Gij hebt dus te kiezen tusschen nu den inval vrijwillig te helpen afweren en daarmee het Imperialisme te versterken, of u met het Proletariaat aller landen tot het uiterste te verzetten, en alleen gedwongen deel te nemen aan een Imperialistischen Oorlog.
De keus staat voor u tusschen uw nationale Bourgeoisie te helpen aan haar Imperialisme, óf haar te bestrijden. De keus staat voor u tusschen: de Internationale Bourgeoisie helpen aan haar Imperialisme, of haar bestrijden. De keuze is voor het Wereldproletariaat, nu het Imperialisme het Wereldproletariaat bedreigt voor lange lange jaren, tusschen: mee te helpen aan het Wereld-Imperialisme, en dus aan het ten onder brengen van het Wereld-Proletariaat, of het Wereld-Imperialisme te bestrijden, dus ten onder te brengen de Wereld-Bourgeoisie, dus te doen zegevieren het Wereld-Proletariaat. Wij antwoorden: Gij hebt nu te kiezen tusschen: voor of tegen de Nationale Bourgeoisiën, voor of tegen het Nationalisme. Gij hebt nu te kiezen tusschen: voor of tegen de Imperialistische Wereld-Bourgeoisie, voor of tegen het Internationale Imperialisme. Gij hebt, met één woord, te kiezen tusschen Imperialisme en Socialisme. | |
[pagina 39]
| |
Het spreekt vanzelf, dat het voor een klasse zeer moeielijk is, moeielijker nog dan voor het individu, het instinct van zelfbehoud, dat onbewust werkt, te veranderen in bewustheid, en het kleinere gevaar, dat dichtbij is, te trotseeren om een ander gevaar, dat grooter is, maar verder af. Maar het is immers juist de taak der sociaaldemokratie het onbewust instinct der arbeiders te veranderen in verstand?
Hiermede hebben wij, naar onze meening, ook het derde argument: het gevaar van een inval, en daarmee alle argumenten weerlegd.

▸ AANGELEVERD MATERIAAL
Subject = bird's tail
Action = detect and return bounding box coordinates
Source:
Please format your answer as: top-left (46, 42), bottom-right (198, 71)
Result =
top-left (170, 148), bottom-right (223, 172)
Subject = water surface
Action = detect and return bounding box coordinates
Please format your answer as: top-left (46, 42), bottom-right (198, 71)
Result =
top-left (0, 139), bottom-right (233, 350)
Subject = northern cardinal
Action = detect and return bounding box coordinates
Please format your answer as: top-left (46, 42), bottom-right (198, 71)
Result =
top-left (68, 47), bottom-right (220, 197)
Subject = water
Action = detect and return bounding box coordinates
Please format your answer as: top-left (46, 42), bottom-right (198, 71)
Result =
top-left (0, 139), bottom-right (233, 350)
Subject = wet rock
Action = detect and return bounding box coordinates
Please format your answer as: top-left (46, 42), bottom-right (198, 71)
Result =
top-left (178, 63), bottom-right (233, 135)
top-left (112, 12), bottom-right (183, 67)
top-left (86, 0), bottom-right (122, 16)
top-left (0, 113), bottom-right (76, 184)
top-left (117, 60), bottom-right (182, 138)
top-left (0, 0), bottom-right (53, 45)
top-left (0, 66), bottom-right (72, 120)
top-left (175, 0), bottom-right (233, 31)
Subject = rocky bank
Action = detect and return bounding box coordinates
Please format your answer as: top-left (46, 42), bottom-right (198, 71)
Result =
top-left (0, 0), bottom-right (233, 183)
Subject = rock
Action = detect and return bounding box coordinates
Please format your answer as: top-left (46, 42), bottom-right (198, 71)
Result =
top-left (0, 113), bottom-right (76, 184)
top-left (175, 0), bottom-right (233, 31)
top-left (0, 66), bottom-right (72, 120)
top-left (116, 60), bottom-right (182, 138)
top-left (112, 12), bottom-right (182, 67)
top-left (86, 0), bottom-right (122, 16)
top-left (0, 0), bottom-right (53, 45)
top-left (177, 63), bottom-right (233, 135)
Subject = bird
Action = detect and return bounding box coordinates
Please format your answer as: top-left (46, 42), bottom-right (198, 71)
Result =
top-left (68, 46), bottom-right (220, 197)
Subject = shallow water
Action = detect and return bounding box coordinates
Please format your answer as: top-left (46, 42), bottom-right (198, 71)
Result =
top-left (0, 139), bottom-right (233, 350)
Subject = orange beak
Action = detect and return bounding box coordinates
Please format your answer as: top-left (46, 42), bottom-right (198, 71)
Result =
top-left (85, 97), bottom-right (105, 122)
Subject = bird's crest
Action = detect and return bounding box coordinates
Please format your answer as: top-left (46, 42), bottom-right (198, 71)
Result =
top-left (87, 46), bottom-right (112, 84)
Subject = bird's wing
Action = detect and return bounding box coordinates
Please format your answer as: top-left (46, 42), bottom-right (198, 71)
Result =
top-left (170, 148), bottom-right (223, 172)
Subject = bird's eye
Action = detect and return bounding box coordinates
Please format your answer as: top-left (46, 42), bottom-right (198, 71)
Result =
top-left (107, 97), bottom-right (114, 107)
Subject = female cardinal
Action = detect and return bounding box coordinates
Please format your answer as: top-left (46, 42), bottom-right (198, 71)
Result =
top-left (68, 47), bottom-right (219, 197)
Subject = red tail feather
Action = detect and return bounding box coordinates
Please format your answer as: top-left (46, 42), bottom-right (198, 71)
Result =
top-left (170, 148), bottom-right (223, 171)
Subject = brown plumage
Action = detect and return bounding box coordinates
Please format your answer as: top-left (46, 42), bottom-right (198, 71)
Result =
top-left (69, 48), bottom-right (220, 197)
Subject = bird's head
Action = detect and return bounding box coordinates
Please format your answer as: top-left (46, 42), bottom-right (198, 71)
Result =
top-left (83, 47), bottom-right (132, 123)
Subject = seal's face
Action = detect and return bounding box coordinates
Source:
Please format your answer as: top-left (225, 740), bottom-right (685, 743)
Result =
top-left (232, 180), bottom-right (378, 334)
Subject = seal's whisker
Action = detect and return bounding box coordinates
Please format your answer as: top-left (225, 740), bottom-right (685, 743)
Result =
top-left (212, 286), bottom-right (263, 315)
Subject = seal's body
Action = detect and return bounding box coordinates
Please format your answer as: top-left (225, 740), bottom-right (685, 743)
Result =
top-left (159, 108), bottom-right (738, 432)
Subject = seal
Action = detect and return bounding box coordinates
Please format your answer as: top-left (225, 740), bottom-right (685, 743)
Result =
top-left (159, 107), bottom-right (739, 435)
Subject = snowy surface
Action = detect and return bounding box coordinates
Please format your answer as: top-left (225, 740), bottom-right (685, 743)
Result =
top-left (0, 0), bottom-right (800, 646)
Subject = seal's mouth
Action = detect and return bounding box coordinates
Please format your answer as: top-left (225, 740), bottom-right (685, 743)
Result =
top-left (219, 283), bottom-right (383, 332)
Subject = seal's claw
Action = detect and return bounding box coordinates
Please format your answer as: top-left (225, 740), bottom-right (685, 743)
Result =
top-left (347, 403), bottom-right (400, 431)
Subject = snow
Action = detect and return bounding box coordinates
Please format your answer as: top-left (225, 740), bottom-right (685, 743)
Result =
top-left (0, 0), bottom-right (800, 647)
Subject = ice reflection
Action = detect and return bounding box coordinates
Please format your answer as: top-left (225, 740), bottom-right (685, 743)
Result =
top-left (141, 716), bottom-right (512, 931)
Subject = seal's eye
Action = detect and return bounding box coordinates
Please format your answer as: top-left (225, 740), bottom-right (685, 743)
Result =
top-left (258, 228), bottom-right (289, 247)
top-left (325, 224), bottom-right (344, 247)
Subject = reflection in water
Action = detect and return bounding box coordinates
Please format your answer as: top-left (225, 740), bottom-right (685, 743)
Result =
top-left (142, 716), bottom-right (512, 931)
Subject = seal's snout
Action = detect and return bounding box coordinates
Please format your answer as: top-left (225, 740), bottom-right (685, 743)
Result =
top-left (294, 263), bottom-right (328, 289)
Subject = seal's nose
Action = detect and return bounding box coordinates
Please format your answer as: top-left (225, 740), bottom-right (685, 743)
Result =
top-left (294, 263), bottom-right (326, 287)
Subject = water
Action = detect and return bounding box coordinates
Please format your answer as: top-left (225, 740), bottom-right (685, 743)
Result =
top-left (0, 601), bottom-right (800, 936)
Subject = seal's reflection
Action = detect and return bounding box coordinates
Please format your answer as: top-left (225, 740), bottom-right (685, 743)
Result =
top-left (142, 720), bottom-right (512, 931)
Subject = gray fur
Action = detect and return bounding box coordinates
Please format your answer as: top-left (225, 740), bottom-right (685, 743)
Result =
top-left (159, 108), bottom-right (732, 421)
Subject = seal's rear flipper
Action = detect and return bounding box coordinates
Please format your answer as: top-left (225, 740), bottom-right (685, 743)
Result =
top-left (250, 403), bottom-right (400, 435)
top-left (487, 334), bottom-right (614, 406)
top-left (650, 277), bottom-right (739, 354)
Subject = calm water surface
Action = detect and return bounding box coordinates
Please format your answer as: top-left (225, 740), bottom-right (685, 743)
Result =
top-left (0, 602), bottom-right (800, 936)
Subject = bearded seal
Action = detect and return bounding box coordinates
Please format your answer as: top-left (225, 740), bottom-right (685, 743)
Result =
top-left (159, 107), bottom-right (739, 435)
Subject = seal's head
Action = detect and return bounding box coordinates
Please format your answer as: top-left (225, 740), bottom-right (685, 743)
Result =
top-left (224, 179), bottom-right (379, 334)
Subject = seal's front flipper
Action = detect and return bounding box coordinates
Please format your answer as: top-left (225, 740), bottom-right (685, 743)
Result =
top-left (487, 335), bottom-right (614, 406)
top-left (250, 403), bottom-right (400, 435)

▸ OPDRACHT
Vat de tekst over imperialisme en socialisme samen in drie zinnen.

▸ ANTWOORD
De lezer moet kiezen tussen vrijwillig helpen de inval af te weren en daarmee het imperialisme te versterken, of zich met het proletariaat van alle landen tot het uiterste verzetten. Volgens de tekst komt die keuze neer op voor of tegen de nationale en internationale bourgeoisie, en met één woord op imperialisme of socialisme. Het is voor een klasse zeer moeilijk het onbewuste instinct van zelfbehoud in bewustheid te veranderen, maar juist dat noemt de tekst de taak van de sociaaldemocratie, waarmee ook het argument van het gevaar van een inval weerlegd heet.